Text block>
As recently as 2005, Dortmund were on the verge of bankruptcy.
What they have done since is awe-inspiring, and should give hope to any football purist that even in today's money-driven game, success can be achieved organically.
Since Juergen Klopp's appointment as head coach in 2008, BVB have promoted young talent like Mario Goetze and Nuri Sahin and have brought in a wealth of top prospects, such as Mats Hummels and Robert Lewandowski, on the cheap. Despite massive interest from some of Europe's biggest clubs, they've largely been able to retain their best players, extending contracts in most cases.
Playing beautiful, aggressive football, Dortmund have won back-to-back Bundesliga titles and are currently DFB-Pokal holders as well. And this fall, they were the most explosive and exciting team in the Champions League, winning the so-called "Group of Death" ahead of Real Madrid, Manchester City and Ajax. Not bad for a team that has spent less than a net of €2 million on transfers since 2010.
Still, Dortmund have a very long way to go if they are to establish themselves permanently as international—and even domestic—powers. This season has exposed their inadequate depth as strain from the Champions League has seen the Bundesliga title holders drop too many unnecessary points and resulted in a premature end to their defense of the title. And their performances against the Spanish, English and Dutch champions will be for nothing if they exit the Champions League in the first knockout round.

Dataset entries>
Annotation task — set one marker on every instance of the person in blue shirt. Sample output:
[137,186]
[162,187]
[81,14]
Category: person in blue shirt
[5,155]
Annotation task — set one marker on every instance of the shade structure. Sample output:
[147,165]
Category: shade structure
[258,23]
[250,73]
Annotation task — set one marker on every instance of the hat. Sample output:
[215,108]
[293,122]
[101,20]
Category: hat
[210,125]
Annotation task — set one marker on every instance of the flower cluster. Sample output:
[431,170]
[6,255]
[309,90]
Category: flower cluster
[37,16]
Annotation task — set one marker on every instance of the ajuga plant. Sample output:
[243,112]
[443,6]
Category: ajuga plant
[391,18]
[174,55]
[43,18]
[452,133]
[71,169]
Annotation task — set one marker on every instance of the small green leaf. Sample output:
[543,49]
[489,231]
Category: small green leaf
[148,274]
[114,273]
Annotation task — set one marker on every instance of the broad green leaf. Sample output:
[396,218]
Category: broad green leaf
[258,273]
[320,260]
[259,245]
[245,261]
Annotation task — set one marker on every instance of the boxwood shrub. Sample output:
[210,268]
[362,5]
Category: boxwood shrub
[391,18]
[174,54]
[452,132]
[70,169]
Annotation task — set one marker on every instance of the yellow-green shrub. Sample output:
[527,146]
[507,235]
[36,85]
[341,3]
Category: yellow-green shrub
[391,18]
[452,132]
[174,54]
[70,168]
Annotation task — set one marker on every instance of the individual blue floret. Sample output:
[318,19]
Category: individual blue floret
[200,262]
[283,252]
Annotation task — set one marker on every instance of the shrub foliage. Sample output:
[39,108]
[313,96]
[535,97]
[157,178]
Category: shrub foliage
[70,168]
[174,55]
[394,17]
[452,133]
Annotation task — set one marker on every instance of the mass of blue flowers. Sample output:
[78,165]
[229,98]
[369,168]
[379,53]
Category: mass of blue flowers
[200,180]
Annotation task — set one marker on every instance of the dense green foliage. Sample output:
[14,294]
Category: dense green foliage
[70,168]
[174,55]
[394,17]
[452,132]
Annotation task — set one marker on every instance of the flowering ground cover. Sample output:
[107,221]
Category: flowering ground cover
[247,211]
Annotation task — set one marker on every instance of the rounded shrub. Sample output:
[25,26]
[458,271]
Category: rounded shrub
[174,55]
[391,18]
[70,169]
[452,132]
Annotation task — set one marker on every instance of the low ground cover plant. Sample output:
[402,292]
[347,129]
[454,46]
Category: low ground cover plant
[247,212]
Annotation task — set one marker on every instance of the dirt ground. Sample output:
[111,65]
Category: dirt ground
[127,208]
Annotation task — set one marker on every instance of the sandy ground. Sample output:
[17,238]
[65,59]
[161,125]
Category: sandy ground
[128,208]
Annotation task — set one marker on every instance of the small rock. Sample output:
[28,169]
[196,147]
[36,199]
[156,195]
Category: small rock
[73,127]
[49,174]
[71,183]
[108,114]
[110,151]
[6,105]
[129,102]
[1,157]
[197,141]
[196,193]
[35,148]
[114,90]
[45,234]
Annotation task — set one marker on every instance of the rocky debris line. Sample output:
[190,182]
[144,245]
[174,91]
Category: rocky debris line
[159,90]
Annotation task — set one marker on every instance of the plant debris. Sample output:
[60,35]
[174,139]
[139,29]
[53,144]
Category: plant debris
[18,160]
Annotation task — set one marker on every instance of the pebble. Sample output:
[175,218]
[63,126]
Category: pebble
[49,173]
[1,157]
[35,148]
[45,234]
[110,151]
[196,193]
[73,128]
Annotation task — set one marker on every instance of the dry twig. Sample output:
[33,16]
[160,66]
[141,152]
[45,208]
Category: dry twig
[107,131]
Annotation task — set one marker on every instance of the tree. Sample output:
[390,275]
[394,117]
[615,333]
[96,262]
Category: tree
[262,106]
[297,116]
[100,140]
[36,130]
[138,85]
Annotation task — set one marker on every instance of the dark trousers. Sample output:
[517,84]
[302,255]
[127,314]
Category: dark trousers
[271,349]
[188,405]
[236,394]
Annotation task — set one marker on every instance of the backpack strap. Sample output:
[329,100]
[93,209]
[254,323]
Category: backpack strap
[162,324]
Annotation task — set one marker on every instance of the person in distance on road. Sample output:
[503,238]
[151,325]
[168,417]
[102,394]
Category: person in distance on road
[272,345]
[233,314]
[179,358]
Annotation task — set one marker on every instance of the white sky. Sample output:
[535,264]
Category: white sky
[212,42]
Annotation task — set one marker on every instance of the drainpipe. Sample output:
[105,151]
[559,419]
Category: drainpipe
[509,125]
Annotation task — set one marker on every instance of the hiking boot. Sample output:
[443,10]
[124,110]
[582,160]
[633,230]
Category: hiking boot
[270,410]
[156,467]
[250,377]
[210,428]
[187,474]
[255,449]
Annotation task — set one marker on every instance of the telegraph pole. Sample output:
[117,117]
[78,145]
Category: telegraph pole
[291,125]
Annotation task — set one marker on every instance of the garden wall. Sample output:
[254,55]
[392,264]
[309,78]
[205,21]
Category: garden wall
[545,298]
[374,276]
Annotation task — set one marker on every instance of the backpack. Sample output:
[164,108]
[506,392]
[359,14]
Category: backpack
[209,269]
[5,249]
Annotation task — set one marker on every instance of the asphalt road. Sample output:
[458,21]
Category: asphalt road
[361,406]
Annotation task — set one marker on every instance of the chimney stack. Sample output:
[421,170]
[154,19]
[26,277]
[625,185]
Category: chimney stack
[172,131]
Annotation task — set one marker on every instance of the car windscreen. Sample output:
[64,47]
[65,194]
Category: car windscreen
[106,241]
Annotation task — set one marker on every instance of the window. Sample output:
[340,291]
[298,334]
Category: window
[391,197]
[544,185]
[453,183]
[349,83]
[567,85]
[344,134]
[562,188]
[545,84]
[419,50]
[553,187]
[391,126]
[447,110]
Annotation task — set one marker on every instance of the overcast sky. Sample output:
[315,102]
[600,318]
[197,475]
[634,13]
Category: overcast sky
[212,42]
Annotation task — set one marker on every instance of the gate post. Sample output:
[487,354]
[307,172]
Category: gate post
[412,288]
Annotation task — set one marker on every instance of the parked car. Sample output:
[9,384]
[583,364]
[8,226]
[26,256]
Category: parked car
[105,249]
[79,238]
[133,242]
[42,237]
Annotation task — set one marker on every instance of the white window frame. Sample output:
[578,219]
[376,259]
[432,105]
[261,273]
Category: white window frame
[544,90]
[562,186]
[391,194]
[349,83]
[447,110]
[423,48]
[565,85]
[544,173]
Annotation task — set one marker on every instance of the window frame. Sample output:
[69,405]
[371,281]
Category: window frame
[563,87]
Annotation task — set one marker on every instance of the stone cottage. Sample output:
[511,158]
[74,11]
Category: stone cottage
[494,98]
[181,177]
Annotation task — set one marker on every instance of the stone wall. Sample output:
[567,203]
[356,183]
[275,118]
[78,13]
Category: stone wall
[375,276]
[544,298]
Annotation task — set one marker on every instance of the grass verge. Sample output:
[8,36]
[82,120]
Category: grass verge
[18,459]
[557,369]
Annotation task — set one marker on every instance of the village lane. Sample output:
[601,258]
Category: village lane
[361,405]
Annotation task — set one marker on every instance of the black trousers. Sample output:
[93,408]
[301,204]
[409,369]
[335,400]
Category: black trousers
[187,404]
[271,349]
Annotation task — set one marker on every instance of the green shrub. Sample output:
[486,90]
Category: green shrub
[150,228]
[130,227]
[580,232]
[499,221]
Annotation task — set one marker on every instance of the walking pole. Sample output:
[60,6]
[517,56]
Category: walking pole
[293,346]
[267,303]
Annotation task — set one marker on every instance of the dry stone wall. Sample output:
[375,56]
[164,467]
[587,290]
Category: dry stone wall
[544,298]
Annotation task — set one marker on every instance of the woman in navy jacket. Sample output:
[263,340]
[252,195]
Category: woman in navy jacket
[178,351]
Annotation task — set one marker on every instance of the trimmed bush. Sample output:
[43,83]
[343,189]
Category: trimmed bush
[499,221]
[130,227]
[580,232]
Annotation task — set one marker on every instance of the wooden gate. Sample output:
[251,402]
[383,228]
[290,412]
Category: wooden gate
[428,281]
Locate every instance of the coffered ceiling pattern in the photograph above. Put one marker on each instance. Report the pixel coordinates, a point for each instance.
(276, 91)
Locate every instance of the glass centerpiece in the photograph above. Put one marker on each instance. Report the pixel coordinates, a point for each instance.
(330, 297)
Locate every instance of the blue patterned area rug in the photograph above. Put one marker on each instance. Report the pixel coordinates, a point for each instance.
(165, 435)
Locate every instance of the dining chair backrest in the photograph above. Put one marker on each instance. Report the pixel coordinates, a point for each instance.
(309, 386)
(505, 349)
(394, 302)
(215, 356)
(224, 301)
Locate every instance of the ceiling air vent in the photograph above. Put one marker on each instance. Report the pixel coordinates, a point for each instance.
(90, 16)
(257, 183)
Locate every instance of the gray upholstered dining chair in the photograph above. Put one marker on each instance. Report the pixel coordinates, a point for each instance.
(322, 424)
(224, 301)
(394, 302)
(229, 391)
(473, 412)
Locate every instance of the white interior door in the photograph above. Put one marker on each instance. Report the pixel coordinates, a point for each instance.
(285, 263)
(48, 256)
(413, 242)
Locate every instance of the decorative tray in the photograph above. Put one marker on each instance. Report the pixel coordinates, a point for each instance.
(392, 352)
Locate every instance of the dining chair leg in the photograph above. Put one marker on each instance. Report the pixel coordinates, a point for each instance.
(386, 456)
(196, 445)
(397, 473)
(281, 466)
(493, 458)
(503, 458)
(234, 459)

Questions on the material>
(a) According to the Dortmund passage, which three clubs did Dortmund finish ahead of when winning the Champions League "Group of Death"?
(b) Output the Dortmund passage word for word, starting with "What they have" and going on through "in most cases.".

Responses to the exercise>
(a) Real Madrid, Manchester City and Ajax.

(b)
What they have done since is awe-inspiring, and should give hope to any football purist that even in today's money-driven game, success can be achieved organically.
Since Juergen Klopp's appointment as head coach in 2008, BVB have promoted young talent like Mario Goetze and Nuri Sahin and have brought in a wealth of top prospects, such as Mats Hummels and Robert Lewandowski, on the cheap. Despite massive interest from some of Europe's biggest clubs, they've largely been able to retain their best players, extending contracts in most cases.